--- RAW DATA Enclosed Below ---

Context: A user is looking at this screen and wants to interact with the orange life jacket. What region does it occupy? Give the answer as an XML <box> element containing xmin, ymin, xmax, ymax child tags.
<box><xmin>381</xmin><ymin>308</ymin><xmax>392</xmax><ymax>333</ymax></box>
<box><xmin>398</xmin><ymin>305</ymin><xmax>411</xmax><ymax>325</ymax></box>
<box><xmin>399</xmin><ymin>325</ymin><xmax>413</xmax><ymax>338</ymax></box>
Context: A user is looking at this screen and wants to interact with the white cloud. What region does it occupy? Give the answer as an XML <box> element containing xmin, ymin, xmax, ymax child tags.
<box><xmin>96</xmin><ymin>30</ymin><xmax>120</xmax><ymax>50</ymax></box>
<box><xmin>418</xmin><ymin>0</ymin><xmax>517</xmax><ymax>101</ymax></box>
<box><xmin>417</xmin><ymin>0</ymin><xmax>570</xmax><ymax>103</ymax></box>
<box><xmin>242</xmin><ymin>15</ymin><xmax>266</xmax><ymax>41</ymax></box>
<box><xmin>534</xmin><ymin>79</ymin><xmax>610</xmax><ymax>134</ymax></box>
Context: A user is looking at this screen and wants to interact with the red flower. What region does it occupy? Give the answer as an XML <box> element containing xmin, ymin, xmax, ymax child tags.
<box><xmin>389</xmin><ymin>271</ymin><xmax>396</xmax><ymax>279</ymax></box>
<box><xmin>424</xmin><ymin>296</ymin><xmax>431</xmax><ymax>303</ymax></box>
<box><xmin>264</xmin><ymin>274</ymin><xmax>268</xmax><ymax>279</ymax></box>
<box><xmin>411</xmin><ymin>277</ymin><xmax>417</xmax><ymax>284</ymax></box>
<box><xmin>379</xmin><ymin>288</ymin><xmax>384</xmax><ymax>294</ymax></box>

--- End of Enclosed RAW DATA ---

TASK TO CARRY OUT → Output every entry exactly as it appears.

YOUR RESPONSE →
Context: A user is looking at this screen and wants to interact with the orange life jacket. What region does it occupy? Give the answer as an XML <box> element containing xmin, ymin, xmax, ymax child tags.
<box><xmin>381</xmin><ymin>308</ymin><xmax>392</xmax><ymax>333</ymax></box>
<box><xmin>398</xmin><ymin>305</ymin><xmax>411</xmax><ymax>325</ymax></box>
<box><xmin>399</xmin><ymin>325</ymin><xmax>413</xmax><ymax>338</ymax></box>
Context: A user is looking at this screen and wants to interact with the white cloud. What region does it occupy? Give the answer as an XML <box> element containing xmin, ymin, xmax, ymax child tags.
<box><xmin>96</xmin><ymin>30</ymin><xmax>120</xmax><ymax>50</ymax></box>
<box><xmin>418</xmin><ymin>0</ymin><xmax>517</xmax><ymax>101</ymax></box>
<box><xmin>417</xmin><ymin>0</ymin><xmax>570</xmax><ymax>103</ymax></box>
<box><xmin>242</xmin><ymin>15</ymin><xmax>266</xmax><ymax>41</ymax></box>
<box><xmin>534</xmin><ymin>79</ymin><xmax>610</xmax><ymax>134</ymax></box>
Context: A user is looking at this screen and wants to interact with the red flower. What region does it occupy? Give the answer as an XML <box> element containing xmin, ymin, xmax, ymax child tags.
<box><xmin>389</xmin><ymin>271</ymin><xmax>396</xmax><ymax>279</ymax></box>
<box><xmin>424</xmin><ymin>296</ymin><xmax>431</xmax><ymax>303</ymax></box>
<box><xmin>264</xmin><ymin>274</ymin><xmax>268</xmax><ymax>279</ymax></box>
<box><xmin>411</xmin><ymin>277</ymin><xmax>417</xmax><ymax>284</ymax></box>
<box><xmin>379</xmin><ymin>288</ymin><xmax>384</xmax><ymax>294</ymax></box>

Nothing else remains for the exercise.